## Brief
Can you reproduce the listing below word for word, leaving out the pictures?

———

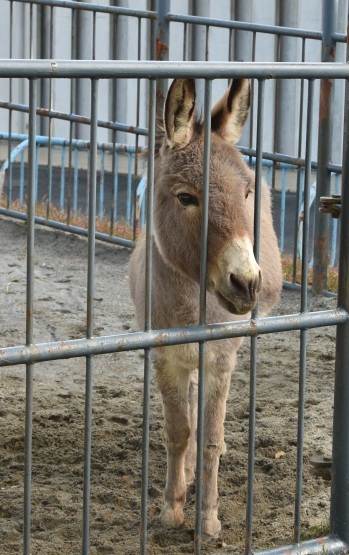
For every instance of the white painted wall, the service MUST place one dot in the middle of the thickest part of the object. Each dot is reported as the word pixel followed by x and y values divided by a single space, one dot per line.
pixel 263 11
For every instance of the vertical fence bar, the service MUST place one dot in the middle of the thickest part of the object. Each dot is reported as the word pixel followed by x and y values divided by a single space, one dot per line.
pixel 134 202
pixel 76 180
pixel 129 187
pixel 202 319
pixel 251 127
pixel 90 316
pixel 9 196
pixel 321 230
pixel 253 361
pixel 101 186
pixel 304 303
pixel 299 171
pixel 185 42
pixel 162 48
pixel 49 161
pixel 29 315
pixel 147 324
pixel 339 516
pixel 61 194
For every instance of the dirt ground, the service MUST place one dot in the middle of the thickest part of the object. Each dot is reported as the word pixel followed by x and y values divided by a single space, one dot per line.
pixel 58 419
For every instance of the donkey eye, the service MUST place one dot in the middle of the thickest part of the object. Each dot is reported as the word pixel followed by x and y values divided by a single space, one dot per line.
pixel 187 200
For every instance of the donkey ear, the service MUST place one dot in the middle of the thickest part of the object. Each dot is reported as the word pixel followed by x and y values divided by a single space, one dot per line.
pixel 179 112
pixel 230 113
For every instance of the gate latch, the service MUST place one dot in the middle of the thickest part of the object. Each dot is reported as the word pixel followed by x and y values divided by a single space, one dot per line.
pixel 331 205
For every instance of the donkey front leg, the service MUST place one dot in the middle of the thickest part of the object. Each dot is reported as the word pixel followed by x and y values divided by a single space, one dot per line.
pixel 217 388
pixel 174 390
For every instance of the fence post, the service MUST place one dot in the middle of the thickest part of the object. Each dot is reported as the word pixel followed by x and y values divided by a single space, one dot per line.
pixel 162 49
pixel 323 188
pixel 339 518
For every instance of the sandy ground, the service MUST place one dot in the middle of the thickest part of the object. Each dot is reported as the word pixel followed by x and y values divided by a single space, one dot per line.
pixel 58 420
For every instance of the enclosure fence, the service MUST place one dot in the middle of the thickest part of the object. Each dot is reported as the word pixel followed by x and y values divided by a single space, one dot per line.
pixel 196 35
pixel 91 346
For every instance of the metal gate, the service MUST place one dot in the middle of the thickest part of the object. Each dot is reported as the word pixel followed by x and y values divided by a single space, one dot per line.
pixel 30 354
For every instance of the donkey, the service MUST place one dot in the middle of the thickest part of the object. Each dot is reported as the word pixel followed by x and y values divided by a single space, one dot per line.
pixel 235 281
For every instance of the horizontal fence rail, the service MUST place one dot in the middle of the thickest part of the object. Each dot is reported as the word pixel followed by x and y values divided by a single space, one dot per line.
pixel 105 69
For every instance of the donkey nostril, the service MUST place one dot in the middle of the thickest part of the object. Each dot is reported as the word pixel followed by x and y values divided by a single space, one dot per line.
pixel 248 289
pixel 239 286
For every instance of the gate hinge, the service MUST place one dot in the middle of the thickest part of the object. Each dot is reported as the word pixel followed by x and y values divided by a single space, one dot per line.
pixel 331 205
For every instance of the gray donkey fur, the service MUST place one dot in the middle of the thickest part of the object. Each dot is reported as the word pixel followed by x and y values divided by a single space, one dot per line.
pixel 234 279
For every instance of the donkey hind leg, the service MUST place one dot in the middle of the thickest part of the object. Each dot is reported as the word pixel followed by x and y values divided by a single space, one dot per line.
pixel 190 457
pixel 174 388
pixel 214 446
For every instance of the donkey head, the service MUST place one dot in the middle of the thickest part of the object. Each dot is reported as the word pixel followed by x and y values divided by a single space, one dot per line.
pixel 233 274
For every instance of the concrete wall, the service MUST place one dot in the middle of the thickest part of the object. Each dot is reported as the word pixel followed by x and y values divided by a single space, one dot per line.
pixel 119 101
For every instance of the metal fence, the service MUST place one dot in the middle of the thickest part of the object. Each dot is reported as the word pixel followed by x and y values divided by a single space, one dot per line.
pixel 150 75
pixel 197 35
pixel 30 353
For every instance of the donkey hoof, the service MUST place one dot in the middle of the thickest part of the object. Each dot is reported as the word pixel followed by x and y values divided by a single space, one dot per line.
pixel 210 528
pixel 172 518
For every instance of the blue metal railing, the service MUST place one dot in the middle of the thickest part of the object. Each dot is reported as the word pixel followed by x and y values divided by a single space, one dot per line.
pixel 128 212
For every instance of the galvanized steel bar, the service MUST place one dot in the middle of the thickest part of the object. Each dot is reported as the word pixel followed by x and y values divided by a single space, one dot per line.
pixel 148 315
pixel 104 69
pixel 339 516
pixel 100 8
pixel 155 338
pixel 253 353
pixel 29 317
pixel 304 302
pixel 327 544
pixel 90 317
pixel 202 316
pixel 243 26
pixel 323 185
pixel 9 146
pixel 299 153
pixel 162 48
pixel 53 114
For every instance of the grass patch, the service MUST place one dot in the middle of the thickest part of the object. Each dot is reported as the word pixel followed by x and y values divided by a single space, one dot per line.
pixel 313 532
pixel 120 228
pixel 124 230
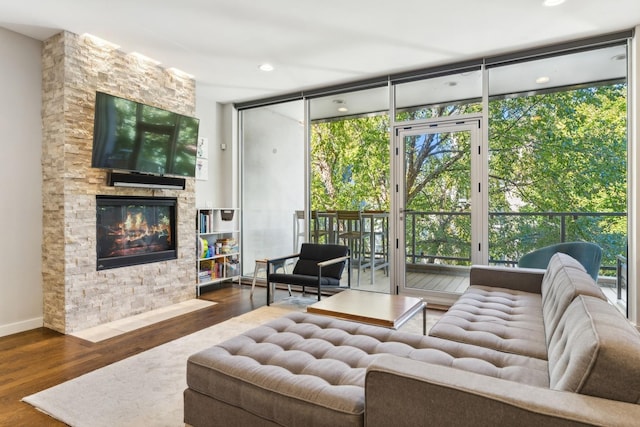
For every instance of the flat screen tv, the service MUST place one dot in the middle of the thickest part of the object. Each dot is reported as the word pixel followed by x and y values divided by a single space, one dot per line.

———

## Response to the exercise
For every instance of the white painted wall, the service MUST place one dot in the middle of the thickest part of the object. Each dot is reported as the word pixel followed by x and y values divided by a single space, one dot per line.
pixel 263 11
For every instance of the vertical fence bar, the service MUST place one dot in the middle of the thickest part of the object. Each dot is reported as the word pixel followed by x and y values divided by a single space, one dot per line.
pixel 134 202
pixel 76 180
pixel 129 187
pixel 202 319
pixel 251 127
pixel 90 316
pixel 9 196
pixel 321 230
pixel 253 361
pixel 101 186
pixel 304 303
pixel 299 171
pixel 185 42
pixel 162 48
pixel 49 161
pixel 29 315
pixel 147 324
pixel 339 516
pixel 61 194
For every instance of the dirt ground, the service MUST place one dot in the middle of the thickest part of the object. Each dot is reported as the word pixel followed by x and y values divided by a single space, one dot per line.
pixel 58 419
For every instance of the donkey eye, the service MUST place one dot in the middle of the thickest part of the object. Each dot is reported as the word pixel followed by x and y values divided by a single space, one dot per line.
pixel 187 200
For every instance of the donkey ear, the service MUST place one dot in the middle of the thickest part of the object. Each dot is reported as the word pixel followed by x and y values divided by a single space, one dot per line.
pixel 179 112
pixel 230 113
For every instance of the gate latch, the service MUST place one dot in the middle of the thickest part of the object. Each dot is reported as the word pixel followed by x and y values divided by a single space, one dot per line.
pixel 331 205
For every instance of the donkey front leg, the service MUST place one dot in the middle of the thickest part of the object. Each dot is reported as the word pixel followed by x and y values divided by a single space, one dot per line.
pixel 217 388
pixel 174 390
For every instance of the fence post, the service MUST place one dot in the middle of the thickest part of the object. Each dot is reported as the word pixel followed by x and y values divided by a single space, one dot per line.
pixel 162 49
pixel 323 188
pixel 339 518
For every instance of the sandy ground, the service MUST place one dot in the middle of the thickest part of the object. Each dot is reported as the word pixel followed by x and y values divided by a single space, one dot per line.
pixel 58 420
For every instance of the enclosure fence, the service MUST place one dot in the middle of the thickest part of the object. Each dot is reported as the word pixel followed by x and y values divided by a single space, one dot per line.
pixel 196 35
pixel 91 346
For every instance of the metal gate, the service MUST place one dot in the middle of the thickest part of the object. Each dot is reported as the word pixel followed by x and y values divided by a single space, one dot per line.
pixel 30 354
For every instance of the donkey, the service MUST place one dot in the middle of the thickest part of the object. Each dot is reported as the word pixel followed by x and y values divided by a single space, one dot per line.
pixel 235 281
For every instance of the horizontal fence rail, the service MUST place one dot in the middle of the thickest part of the object. Each dot is reported as the word pixel followed by x and y values divided by a single space, one dot per line.
pixel 105 69
For every instance of the donkey nostril, the service MUST place one dot in the middle of the thickest part of the object. Each dot is reported as the word pixel followed by x and y values divided by a single space, one dot per line.
pixel 248 289
pixel 239 286
For every instance of the gate hinge, the service MUST place one dot in the middle of the thickest part of the object. Each dot is reported as the word pixel followed by x and y values divided by a single space, one dot per line.
pixel 331 205
For every instance of the gray donkey fur, the service MUST place one dot in the middle of the thickest part of the object. Each dot is reported as the word pixel followed by x and y values divided by a single space, one dot per line.
pixel 234 279
For every instance of the donkey hind leg, the service MUST place one dot in the middle of the thickest part of the object. Each dot is reported as the word pixel followed by x and y values divided by a single space, one dot per line.
pixel 190 457
pixel 174 388
pixel 214 446
For every instance of the donkey head, the service MUST place one dot in the middle of the thickest part of the object. Each dot is reported as the word pixel followed by x and y values divided by a single space, one dot per line.
pixel 233 274
For every instance of the concrete wall, the service MUST place one dot in the middle of the thickest part of the object. Each dot is reported as the word pixel followed by x and y values divided by a single space, one dot per line.
pixel 119 101
For every instance of the metal fence, the service MUST place one dot in the middle of the thickest part of the object. Each dot is reported as the word pixel followed by x and y values divided by a single space, one dot per line.
pixel 150 75
pixel 197 35
pixel 30 353
For every instance of the donkey hoof, the service MUST place one dot in the middle of the thickest part of the object. Each dot is reported as the word pixel followed by x and y values divided by a single space, one dot per line.
pixel 210 528
pixel 172 518
For every instance of the blue metal railing, the service MUST place one dot in the middle of the thickest part of the object. Each dot is reported as the word pixel followed by x and y values divided by a single space, one dot per line.
pixel 128 212
For every instance of the galvanized steel bar, the service MUST place one dot in the middle of the thickest part of the object. Each dot is reported as the word pixel followed by x and y values divided by a single space, one dot per line.
pixel 148 315
pixel 104 69
pixel 339 516
pixel 100 8
pixel 155 338
pixel 253 353
pixel 29 317
pixel 304 302
pixel 327 544
pixel 90 317
pixel 202 316
pixel 243 26
pixel 323 185
pixel 9 146
pixel 299 153
pixel 162 48
pixel 53 114
For every instance of the grass patch, the service MUST place one dot in the middle of the thickest part of the object. Each dot is reported as the word pixel followed by x and y values divided by a single space, one dot per line.
pixel 313 532
pixel 120 228
pixel 124 230
For every instance of the flat screen tv, the service MUST place one dot in the middle of the thickest part of the object. Each dot is reported as the word pixel followed by x and y values divided by a single space, one dot per line.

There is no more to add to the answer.